**WHAT THE TASK ASKS**
Every line in the records below with the string "white" needs to be copied out.

'''

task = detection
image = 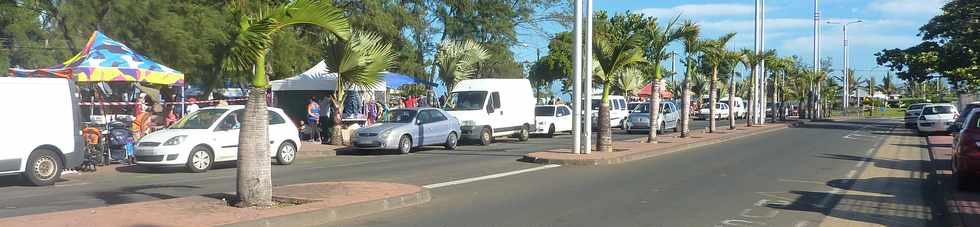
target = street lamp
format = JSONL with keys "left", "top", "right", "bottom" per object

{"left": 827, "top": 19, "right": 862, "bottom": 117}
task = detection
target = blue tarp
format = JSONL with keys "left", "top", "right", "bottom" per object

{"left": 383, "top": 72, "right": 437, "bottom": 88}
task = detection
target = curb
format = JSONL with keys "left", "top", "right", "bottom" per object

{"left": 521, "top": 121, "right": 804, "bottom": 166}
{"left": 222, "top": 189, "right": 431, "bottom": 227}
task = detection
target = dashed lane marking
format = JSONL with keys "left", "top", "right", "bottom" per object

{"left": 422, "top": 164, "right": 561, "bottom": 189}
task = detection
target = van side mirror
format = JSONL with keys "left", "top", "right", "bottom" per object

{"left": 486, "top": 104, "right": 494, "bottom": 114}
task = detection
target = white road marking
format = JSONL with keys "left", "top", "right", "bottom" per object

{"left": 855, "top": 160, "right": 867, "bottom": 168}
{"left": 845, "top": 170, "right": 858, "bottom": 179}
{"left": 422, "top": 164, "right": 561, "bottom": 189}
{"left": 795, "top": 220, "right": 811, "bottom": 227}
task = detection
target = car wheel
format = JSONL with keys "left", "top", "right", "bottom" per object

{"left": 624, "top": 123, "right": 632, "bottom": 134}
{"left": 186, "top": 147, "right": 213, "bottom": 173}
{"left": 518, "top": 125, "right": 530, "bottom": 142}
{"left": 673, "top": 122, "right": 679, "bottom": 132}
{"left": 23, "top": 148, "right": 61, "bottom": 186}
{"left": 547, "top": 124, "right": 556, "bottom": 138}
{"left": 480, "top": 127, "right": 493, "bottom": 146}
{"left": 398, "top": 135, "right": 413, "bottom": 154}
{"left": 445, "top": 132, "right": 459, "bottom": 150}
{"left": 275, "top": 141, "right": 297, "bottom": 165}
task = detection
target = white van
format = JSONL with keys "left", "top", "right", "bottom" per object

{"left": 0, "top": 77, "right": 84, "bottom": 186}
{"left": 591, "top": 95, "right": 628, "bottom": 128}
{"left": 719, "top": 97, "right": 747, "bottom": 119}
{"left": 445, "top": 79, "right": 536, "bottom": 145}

'''

**RESPONSE TO THE EXERCISE**
target = white road marking
target = white van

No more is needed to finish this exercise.